Supplied text:
"""

If you don't want any of the tabs you can use filter after reading everything:
for item in my_list:
item = item.filter(lambda x: x != '\t', item)
The best you can do is use the replace function, replacing tabs ('\t') for empty strings (''):
>>> z = ['\t\t\t\twoman-in-lingerie', '\t\t\tsitcom']
>>> map(lambda x: x.replace('\t',''), z)
['woman-in-lingerie', 'sitcom']
This might give you an idea:
>>> import re
>>> re.sub('\t+','\t', 'hello\t\t\t')
'hello\t'
>>>
z = '''\t\t\t\twoman-in-lingerie
newspaper-photo\t\t\t\t reference-to-marie-antoinette
\tempty-grave
\t\t\tbased-on-play
\t\t\tcanadian-humor\t\t\t
\t\t\tsitcom
hypocrisy\t\t\t\t\tstripper'''
import re
def displ(x):
return '\n'.join(map(repr,x.splitlines(True)))
print displ(z)
print '-------------------------------'
zt = re.sub('\t+',' ',z)

"""

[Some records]
"""

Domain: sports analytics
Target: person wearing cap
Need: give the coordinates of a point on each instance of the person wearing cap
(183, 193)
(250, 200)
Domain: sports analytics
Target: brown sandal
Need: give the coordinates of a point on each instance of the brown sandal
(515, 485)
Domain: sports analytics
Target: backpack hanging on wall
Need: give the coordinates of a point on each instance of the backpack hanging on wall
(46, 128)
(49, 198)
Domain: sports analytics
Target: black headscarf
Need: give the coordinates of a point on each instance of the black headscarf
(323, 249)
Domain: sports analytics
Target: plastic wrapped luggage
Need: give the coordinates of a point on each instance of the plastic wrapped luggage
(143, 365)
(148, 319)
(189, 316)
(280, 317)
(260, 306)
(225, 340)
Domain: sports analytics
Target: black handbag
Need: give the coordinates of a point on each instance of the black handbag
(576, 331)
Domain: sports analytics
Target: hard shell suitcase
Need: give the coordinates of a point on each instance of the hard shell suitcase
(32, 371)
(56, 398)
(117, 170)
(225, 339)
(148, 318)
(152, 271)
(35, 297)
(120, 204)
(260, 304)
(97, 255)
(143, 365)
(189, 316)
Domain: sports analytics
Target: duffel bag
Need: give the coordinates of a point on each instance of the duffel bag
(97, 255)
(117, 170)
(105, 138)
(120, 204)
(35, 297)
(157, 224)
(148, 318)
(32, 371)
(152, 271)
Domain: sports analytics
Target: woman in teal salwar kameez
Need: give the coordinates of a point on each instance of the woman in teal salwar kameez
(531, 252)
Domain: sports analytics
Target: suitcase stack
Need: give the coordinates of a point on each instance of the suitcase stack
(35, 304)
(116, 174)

"""
"""

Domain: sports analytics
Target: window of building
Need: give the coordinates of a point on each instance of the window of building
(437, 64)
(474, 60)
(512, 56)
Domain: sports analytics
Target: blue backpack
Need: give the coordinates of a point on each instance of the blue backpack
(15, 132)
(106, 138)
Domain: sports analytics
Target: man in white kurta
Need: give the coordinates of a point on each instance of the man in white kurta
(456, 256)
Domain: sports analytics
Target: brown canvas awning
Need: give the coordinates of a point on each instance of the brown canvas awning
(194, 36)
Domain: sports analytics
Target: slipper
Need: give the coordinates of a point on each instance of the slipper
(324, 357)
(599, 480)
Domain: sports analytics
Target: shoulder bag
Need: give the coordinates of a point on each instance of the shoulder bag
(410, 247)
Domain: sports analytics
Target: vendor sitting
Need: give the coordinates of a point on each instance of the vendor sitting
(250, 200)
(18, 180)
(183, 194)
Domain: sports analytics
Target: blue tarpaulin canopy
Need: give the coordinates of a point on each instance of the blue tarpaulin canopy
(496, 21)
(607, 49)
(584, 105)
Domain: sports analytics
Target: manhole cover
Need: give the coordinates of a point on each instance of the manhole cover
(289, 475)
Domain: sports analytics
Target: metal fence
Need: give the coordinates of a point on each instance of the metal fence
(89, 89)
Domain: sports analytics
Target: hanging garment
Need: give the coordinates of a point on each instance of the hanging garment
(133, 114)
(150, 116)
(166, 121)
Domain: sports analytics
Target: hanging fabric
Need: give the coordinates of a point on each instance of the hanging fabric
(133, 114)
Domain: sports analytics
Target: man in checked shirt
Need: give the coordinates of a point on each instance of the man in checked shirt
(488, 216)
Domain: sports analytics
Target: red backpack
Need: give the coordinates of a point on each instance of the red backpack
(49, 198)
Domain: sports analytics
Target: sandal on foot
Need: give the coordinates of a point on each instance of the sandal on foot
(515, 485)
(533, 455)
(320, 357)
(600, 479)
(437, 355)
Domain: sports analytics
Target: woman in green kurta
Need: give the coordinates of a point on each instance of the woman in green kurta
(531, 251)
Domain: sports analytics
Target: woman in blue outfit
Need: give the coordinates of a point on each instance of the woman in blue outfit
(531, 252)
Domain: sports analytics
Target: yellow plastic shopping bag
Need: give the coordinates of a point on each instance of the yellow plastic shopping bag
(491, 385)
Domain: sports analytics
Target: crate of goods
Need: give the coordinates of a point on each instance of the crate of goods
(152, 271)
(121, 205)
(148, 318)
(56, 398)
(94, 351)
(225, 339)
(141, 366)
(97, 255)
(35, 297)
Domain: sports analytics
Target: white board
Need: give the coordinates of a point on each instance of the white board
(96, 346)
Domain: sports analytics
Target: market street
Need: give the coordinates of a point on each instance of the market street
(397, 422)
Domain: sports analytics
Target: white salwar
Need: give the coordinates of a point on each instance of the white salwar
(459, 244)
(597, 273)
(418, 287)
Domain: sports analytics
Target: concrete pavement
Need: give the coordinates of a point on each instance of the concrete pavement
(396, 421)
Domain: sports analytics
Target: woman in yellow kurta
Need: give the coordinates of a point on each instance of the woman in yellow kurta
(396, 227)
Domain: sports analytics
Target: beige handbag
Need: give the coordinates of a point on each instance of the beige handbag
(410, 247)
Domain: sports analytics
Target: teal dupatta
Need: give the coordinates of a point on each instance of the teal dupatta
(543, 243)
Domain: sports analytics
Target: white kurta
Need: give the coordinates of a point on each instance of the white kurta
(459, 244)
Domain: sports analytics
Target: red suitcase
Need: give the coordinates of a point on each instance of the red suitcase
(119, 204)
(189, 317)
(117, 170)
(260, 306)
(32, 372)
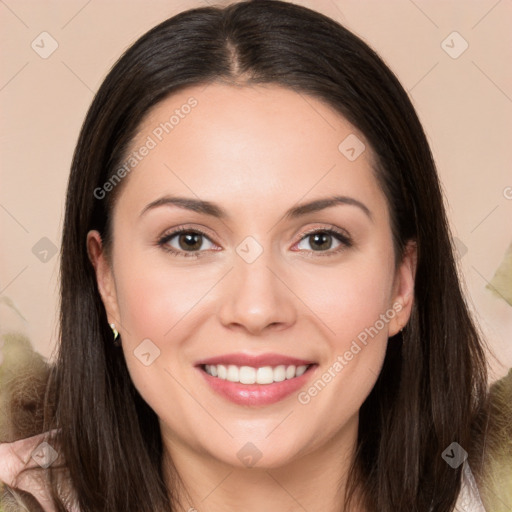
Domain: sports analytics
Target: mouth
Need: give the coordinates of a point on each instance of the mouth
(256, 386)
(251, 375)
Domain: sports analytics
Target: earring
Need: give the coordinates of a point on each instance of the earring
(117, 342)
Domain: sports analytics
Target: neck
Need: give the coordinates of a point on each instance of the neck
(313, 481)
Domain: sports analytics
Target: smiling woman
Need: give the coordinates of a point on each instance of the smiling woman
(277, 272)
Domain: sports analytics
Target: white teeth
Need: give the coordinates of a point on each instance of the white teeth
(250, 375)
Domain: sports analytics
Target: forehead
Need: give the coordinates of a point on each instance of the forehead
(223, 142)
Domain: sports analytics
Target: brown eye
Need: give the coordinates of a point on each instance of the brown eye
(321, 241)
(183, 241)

"""
"""

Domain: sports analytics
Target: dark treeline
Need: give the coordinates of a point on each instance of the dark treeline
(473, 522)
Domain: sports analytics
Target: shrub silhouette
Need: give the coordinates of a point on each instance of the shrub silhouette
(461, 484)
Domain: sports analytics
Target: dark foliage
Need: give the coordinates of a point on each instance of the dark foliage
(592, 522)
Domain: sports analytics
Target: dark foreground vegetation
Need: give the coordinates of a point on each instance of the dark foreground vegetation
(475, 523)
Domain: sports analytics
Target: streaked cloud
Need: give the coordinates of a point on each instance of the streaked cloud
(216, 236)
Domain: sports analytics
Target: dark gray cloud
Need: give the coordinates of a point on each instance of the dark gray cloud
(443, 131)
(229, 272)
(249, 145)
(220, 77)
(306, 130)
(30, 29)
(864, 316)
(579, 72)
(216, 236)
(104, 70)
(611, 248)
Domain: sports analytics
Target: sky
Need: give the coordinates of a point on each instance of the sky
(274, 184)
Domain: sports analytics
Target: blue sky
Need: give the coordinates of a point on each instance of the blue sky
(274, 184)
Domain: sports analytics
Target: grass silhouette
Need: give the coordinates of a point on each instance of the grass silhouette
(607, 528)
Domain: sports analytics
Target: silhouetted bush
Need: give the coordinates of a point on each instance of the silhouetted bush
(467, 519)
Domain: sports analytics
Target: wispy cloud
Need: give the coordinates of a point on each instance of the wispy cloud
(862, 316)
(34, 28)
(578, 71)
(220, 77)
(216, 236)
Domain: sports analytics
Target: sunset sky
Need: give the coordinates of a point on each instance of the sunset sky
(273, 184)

"""

Task: Please extract the passage from the text on removing tabs, starting at "The best you" and ending at "x: x.replace('\t',''), z)". You won't need the entries.

Exercise output:
The best you can do is use the replace function, replacing tabs ('\t') for empty strings (''):
>>> z = ['\t\t\t\twoman-in-lingerie', '\t\t\tsitcom']
>>> map(lambda x: x.replace('\t',''), z)